## Instruction a
Gather every line of the records that contains the string "curtain", matching case exactly.

# START OF Text segment

Following the district court's rulings, Branch pleaded guilty, pursuant to a written plea agreement, reserving the right to appeal the district court's decision on his motion to suppress and the Franks motion. The district court sentenced Branch to a term of imprisonment and he timely noted this appeal. We have jurisdiction under 28 U.S.C. § 1291.

II.

We review first Branch's challenge to the district court's suppression ruling. “When considering on appeal a motion to suppress evidence, we review a district court's factual findings for clear error and its legal determinations de novo.” Perkins, 363 F.3d at 320.

A.

The Fourth Amendment provides that “no Warrants shall issue, but upon probable cause, supported by Oath or affirmation, and particularly describing the place to be searched.” U.S. Const. amend. IV. Thus, in most circumstances, the police may search a suspect's home only when a neutral, detached magistrate issues a warrant after concluding that probable cause exists to believe contraband will be found in the place to be searched. See Illinois v. Gates, 462 U.S. 213, 238–39 (1983). When evidence is obtained without probable cause, it often is inadmissible at trial under the exclusionary rule. See Doyle, 650 F.3d at 466–67.

# END OF Text segment
# START OF Extracted data

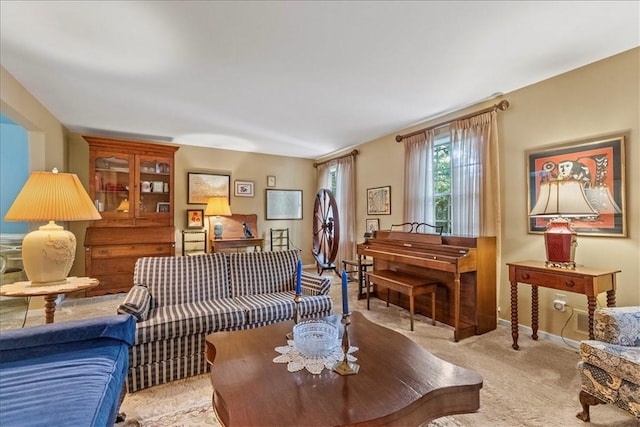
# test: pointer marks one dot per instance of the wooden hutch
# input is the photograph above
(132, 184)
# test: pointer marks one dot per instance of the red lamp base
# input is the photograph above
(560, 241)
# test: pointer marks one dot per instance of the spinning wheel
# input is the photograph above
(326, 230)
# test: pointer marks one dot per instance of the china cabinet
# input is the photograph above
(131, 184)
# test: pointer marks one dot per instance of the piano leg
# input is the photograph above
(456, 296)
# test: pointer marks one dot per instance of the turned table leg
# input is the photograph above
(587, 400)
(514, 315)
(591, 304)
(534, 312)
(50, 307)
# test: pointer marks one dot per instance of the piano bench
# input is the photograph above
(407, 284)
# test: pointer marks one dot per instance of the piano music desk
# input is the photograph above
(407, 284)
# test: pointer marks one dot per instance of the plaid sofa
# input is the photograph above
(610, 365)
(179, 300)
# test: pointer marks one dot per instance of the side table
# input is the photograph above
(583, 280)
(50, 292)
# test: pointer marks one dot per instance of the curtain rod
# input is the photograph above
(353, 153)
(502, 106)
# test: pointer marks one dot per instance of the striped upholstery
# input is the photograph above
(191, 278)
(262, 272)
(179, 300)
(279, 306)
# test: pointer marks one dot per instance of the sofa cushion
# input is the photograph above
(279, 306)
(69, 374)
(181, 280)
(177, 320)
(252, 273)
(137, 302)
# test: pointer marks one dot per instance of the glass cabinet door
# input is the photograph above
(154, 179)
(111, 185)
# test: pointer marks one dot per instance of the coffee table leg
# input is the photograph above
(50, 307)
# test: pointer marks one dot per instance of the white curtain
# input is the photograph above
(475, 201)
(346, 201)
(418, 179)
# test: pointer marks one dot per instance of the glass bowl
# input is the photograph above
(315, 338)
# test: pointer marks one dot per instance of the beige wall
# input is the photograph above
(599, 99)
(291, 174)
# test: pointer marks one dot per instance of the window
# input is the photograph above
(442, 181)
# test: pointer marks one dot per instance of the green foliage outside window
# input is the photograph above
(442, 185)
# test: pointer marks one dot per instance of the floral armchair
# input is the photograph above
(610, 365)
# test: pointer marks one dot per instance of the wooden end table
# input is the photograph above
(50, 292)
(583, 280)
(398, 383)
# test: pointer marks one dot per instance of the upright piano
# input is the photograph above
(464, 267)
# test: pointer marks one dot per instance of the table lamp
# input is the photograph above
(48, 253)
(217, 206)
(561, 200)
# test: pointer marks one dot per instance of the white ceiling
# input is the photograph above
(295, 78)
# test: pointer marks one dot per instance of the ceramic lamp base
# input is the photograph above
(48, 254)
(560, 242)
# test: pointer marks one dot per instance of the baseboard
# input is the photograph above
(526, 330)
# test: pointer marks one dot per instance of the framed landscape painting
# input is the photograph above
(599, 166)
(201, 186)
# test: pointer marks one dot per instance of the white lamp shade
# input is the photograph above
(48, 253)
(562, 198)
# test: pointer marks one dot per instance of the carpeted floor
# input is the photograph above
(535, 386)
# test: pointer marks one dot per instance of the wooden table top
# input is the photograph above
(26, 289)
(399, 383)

# END OF Extracted data
# START OF Extracted data

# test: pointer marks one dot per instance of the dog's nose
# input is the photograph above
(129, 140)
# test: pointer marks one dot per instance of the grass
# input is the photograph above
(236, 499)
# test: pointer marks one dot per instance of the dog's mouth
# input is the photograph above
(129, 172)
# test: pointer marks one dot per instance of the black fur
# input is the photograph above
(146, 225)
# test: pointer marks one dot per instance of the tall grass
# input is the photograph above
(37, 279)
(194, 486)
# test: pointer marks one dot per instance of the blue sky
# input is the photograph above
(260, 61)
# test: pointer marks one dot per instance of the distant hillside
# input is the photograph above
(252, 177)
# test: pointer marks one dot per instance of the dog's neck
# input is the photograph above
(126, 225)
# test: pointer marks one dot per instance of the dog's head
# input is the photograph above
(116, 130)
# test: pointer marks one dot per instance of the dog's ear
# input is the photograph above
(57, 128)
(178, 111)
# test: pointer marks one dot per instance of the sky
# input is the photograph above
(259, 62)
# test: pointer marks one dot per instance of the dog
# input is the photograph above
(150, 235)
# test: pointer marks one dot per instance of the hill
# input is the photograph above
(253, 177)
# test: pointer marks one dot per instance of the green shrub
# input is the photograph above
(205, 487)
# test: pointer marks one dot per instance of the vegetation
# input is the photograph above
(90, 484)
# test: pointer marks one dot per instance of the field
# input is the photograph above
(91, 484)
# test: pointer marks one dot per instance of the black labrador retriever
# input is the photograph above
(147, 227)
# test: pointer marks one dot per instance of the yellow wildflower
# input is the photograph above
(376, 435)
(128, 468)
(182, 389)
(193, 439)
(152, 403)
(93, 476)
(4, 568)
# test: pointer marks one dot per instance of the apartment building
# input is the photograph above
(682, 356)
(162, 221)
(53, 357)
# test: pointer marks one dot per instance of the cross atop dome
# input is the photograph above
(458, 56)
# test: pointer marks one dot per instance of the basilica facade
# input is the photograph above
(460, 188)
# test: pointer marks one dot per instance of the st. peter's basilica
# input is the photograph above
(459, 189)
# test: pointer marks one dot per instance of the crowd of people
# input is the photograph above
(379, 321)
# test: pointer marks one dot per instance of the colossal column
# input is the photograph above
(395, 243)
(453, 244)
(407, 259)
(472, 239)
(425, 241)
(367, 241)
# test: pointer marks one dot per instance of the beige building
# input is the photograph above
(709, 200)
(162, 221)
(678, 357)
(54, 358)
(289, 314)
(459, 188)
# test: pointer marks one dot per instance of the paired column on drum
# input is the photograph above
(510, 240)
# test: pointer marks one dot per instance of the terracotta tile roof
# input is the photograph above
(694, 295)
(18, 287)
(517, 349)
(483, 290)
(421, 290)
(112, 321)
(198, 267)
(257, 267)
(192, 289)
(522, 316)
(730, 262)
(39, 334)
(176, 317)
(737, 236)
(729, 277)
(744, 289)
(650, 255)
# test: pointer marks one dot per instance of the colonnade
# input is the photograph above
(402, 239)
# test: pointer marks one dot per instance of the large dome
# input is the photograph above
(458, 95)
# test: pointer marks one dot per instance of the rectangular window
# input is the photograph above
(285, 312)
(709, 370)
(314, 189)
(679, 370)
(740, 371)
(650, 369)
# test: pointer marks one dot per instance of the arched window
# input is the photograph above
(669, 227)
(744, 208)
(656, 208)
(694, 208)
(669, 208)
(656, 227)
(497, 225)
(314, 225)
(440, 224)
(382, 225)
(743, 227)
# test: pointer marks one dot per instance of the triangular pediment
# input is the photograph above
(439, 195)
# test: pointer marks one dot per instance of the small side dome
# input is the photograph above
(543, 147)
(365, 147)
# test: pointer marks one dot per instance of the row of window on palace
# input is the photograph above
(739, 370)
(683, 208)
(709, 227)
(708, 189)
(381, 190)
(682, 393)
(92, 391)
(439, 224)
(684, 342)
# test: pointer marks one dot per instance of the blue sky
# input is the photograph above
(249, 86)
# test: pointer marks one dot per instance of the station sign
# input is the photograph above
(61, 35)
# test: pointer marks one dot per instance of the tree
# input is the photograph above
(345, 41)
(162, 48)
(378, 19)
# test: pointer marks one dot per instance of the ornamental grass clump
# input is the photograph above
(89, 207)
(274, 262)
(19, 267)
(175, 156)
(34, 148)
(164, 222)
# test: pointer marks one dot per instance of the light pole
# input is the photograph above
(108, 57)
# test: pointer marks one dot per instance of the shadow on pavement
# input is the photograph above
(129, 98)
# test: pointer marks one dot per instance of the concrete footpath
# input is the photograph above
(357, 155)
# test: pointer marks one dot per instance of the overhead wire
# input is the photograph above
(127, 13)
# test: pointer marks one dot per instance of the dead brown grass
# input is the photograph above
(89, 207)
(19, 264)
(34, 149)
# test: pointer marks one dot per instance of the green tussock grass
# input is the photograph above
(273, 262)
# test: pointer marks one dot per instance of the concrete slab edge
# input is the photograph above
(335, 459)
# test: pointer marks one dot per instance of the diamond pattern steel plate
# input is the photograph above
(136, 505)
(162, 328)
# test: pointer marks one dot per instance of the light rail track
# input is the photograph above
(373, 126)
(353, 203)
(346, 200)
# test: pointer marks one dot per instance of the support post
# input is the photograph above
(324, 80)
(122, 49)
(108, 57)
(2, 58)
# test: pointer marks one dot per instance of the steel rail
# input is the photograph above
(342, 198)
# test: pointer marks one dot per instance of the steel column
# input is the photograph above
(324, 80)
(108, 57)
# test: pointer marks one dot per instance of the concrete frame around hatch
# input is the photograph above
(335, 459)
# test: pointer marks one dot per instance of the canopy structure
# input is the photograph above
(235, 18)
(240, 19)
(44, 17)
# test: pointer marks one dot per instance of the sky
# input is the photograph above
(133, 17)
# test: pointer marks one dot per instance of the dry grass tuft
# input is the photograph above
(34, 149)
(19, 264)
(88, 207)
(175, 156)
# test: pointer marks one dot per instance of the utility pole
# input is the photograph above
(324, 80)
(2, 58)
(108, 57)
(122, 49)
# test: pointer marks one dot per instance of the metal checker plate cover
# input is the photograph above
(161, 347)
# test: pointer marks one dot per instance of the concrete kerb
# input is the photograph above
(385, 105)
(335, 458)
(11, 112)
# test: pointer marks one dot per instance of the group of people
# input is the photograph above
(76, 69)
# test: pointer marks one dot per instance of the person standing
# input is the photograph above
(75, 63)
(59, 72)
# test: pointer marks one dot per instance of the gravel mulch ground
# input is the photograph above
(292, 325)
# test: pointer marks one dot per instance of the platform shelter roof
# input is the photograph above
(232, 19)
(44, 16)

# END OF Extracted data
# START OF Extracted data

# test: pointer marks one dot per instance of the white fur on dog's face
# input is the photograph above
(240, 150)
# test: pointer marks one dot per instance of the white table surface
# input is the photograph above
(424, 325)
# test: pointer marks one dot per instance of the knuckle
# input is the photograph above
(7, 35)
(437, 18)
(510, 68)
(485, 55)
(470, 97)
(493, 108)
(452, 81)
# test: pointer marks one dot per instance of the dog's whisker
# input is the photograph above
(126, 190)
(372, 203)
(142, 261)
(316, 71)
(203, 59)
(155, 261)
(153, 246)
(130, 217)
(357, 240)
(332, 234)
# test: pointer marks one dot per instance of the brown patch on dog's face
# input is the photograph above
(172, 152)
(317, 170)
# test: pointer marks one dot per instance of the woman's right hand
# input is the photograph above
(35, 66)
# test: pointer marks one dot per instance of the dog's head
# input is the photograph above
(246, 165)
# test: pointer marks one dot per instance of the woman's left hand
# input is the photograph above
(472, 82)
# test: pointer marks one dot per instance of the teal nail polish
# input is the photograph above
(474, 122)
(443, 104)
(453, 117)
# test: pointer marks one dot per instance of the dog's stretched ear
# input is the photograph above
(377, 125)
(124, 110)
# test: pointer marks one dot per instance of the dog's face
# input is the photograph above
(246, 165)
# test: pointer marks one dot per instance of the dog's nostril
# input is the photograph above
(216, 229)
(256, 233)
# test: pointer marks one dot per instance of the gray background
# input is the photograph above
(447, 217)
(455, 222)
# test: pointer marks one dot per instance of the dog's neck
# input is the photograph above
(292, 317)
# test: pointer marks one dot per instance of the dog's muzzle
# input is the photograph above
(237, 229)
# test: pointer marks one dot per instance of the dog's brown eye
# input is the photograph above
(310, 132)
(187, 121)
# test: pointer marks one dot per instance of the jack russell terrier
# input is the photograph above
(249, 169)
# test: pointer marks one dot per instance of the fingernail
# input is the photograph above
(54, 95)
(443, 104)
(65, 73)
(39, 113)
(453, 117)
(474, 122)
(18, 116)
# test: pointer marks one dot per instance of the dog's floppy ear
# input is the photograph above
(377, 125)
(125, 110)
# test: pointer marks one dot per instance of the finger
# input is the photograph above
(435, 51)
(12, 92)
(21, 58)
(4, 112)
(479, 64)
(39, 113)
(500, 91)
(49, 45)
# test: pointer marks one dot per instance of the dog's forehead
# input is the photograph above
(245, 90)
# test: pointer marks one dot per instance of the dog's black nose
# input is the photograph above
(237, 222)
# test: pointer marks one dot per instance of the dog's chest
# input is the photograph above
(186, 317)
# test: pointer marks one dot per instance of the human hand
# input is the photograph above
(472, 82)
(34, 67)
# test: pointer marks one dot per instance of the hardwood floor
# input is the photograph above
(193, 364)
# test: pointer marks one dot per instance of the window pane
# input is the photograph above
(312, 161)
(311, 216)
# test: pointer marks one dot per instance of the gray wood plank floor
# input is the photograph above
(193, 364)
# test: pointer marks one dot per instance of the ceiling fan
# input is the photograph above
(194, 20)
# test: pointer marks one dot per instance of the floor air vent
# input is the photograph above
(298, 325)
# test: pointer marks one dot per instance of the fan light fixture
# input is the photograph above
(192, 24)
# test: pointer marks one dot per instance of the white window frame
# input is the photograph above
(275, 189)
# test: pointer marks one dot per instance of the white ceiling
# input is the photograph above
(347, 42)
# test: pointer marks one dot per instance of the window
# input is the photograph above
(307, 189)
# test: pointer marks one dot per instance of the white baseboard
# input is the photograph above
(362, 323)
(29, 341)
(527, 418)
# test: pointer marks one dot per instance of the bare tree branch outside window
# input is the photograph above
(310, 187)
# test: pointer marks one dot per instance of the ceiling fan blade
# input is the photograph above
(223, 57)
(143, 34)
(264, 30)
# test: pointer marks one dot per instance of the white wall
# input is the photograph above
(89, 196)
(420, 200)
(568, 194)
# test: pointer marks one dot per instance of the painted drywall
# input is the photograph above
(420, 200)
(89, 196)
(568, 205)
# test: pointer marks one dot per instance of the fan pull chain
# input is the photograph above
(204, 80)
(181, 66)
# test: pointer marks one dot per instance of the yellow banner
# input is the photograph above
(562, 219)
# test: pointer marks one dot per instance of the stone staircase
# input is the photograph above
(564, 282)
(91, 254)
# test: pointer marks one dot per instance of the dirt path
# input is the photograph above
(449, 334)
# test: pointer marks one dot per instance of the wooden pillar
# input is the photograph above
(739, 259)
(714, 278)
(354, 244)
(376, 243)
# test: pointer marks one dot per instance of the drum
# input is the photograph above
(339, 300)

# END OF Extracted data

## Instruction b
Reproduce the court opinion passage verbatim from "Following the district" to "U.S.C. § 1291.".

## Correct response a
# test: pointer marks one dot per instance of the curtain rod
# test: pointer marks one dot per instance of the white curtain

## Correct response b
Following the district court's rulings, Branch pleaded guilty, pursuant to a written plea agreement, reserving the right to appeal the district court's decision on his motion to suppress and the Franks motion. The district court sentenced Branch to a term of imprisonment and he timely noted this appeal. We have jurisdiction under 28 U.S.C. § 1291.